▶ Supplied data:
■ ■ ■
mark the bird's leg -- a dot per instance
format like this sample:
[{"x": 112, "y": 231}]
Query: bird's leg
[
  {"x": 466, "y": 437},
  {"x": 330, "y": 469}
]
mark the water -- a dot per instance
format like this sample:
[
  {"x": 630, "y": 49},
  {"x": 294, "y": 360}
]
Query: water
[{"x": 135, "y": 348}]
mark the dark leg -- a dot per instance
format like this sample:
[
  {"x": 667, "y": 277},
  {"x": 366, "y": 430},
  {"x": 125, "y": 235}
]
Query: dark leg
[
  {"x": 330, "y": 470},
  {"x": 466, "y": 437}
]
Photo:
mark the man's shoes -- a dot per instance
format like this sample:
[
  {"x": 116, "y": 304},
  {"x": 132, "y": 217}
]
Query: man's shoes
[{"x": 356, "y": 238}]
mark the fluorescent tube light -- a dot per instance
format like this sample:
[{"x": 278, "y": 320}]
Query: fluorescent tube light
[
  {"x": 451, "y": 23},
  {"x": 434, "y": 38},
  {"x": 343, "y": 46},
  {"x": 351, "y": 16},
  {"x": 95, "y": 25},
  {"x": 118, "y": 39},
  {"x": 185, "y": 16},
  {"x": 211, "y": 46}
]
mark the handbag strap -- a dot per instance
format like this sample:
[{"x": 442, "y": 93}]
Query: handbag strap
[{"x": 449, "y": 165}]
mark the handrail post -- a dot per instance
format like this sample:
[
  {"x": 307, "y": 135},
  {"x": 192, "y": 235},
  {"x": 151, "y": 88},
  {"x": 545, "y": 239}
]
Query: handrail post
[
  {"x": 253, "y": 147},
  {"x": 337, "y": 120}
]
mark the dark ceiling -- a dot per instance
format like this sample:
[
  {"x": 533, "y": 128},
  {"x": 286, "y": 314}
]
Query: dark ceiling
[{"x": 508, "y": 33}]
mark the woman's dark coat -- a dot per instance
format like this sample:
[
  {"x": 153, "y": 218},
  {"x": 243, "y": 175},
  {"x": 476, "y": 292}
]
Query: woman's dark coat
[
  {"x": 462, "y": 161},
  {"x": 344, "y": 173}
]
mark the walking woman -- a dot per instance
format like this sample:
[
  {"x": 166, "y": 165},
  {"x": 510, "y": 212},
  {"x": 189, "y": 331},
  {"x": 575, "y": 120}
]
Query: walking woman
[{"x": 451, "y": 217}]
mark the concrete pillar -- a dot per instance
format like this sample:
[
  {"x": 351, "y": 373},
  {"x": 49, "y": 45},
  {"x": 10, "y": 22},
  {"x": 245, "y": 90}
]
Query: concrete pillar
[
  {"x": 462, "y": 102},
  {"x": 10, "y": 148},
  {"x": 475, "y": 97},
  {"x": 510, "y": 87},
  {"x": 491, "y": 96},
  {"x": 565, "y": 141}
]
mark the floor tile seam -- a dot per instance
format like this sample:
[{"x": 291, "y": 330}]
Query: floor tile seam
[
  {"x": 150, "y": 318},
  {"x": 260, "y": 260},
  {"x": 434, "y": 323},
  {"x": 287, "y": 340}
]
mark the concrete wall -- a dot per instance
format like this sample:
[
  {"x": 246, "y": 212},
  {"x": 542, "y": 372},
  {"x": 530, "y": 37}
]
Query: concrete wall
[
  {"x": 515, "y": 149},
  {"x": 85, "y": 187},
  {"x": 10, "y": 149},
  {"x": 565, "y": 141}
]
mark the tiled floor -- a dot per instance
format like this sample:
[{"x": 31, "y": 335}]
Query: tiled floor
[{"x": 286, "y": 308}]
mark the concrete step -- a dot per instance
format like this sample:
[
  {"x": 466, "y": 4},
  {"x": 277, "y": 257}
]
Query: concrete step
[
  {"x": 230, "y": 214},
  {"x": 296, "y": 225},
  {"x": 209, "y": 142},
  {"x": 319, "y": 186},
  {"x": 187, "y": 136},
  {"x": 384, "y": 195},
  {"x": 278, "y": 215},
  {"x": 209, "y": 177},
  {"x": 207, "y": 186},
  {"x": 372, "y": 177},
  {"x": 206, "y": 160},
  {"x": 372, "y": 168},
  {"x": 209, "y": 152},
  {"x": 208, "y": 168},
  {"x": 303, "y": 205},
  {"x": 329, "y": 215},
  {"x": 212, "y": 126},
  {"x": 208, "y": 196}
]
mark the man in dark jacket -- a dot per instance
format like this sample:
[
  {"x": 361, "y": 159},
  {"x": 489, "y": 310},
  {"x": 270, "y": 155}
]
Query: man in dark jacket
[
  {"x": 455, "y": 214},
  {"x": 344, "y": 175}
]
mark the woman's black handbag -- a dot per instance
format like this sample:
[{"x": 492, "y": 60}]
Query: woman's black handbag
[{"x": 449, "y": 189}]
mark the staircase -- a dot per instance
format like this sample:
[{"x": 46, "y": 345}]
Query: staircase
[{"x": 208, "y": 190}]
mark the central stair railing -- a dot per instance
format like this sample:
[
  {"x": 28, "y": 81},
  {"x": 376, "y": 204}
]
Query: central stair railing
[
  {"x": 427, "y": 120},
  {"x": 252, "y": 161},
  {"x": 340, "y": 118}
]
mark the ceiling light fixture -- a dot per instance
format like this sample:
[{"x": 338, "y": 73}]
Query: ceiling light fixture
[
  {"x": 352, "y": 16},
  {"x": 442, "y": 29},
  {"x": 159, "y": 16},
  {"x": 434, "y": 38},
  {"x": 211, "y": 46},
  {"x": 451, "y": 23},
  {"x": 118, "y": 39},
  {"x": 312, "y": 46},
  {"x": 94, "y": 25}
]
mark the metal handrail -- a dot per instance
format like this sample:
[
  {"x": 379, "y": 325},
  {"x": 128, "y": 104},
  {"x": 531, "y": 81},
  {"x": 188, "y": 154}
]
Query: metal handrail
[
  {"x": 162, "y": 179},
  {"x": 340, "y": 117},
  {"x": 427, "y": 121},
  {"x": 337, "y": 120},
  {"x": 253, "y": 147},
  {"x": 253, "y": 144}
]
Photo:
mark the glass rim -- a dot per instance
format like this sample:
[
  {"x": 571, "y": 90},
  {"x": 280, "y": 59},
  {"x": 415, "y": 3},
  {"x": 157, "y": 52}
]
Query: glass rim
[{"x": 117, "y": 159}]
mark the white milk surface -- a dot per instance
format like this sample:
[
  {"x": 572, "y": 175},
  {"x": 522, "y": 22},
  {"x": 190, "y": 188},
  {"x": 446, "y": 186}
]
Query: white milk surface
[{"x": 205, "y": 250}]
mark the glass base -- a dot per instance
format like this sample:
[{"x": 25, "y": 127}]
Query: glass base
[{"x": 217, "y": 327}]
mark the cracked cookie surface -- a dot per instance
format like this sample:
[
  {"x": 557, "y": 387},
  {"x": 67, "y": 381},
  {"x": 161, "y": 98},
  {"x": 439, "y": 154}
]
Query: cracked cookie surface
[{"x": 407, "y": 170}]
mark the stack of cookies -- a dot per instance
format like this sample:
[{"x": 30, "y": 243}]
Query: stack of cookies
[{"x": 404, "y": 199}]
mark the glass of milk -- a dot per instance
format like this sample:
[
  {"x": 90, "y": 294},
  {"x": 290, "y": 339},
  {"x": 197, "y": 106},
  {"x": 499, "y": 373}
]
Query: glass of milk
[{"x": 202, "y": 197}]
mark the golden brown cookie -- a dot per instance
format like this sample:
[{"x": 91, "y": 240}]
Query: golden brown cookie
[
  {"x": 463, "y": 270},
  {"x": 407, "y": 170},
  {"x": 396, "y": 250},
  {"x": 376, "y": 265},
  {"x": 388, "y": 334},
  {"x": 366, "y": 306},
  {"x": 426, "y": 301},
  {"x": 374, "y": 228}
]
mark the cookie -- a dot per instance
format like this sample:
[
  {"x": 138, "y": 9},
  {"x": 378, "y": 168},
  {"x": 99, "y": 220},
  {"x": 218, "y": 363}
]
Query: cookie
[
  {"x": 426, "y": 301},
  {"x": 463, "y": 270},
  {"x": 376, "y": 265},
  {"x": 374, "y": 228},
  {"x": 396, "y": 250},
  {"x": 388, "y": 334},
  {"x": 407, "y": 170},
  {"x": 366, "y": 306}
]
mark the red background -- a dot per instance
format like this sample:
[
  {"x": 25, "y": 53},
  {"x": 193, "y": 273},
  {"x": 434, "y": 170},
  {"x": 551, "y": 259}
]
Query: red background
■ ■ ■
▶ Required work: The answer should contain only the lines from the first line of the entries through the line holding "mark the concrete pillar", each exactly as written.

▶ Written response:
mark the bird's leg -- a dot per instance
format like this sample:
[{"x": 112, "y": 231}]
Query: bird's leg
[
  {"x": 466, "y": 437},
  {"x": 330, "y": 469}
]
mark the water -- a dot per instance
format like this sample:
[
  {"x": 630, "y": 49},
  {"x": 294, "y": 360}
]
Query: water
[{"x": 135, "y": 348}]
mark the dark leg -- a dot per instance
format like this sample:
[
  {"x": 667, "y": 277},
  {"x": 366, "y": 430},
  {"x": 125, "y": 235}
]
Query: dark leg
[
  {"x": 330, "y": 470},
  {"x": 466, "y": 437}
]
Photo:
mark the man's shoes -- a dot per instance
format like this sample:
[
  {"x": 116, "y": 304},
  {"x": 132, "y": 217}
]
Query: man's shoes
[{"x": 356, "y": 238}]
mark the fluorescent tube light -- a dot per instance
format like this sample:
[{"x": 278, "y": 320}]
Query: fluorescent tube light
[
  {"x": 451, "y": 23},
  {"x": 434, "y": 38},
  {"x": 343, "y": 46},
  {"x": 351, "y": 16},
  {"x": 95, "y": 25},
  {"x": 118, "y": 39},
  {"x": 185, "y": 16},
  {"x": 211, "y": 46}
]
mark the handbag strap -- a dot per instance
format like this sample:
[{"x": 442, "y": 93}]
Query: handbag strap
[{"x": 449, "y": 165}]
mark the handrail post -- a dot per instance
format like this sample:
[
  {"x": 307, "y": 135},
  {"x": 192, "y": 235},
  {"x": 151, "y": 88},
  {"x": 545, "y": 239}
]
Query: handrail post
[
  {"x": 253, "y": 147},
  {"x": 337, "y": 120}
]
mark the dark ceiling -- a dot per instance
format like this sample:
[
  {"x": 533, "y": 128},
  {"x": 286, "y": 314}
]
Query: dark ceiling
[{"x": 508, "y": 33}]
mark the woman's dark coat -- a dot per instance
format like this sample:
[
  {"x": 153, "y": 218},
  {"x": 243, "y": 175},
  {"x": 476, "y": 292}
]
Query: woman's dark coat
[
  {"x": 462, "y": 161},
  {"x": 344, "y": 173}
]
mark the walking woman -- a dot per instance
format like this sample:
[
  {"x": 166, "y": 165},
  {"x": 510, "y": 212},
  {"x": 189, "y": 331},
  {"x": 575, "y": 120}
]
Query: walking woman
[{"x": 451, "y": 217}]
mark the concrete pillar -- a dot per instance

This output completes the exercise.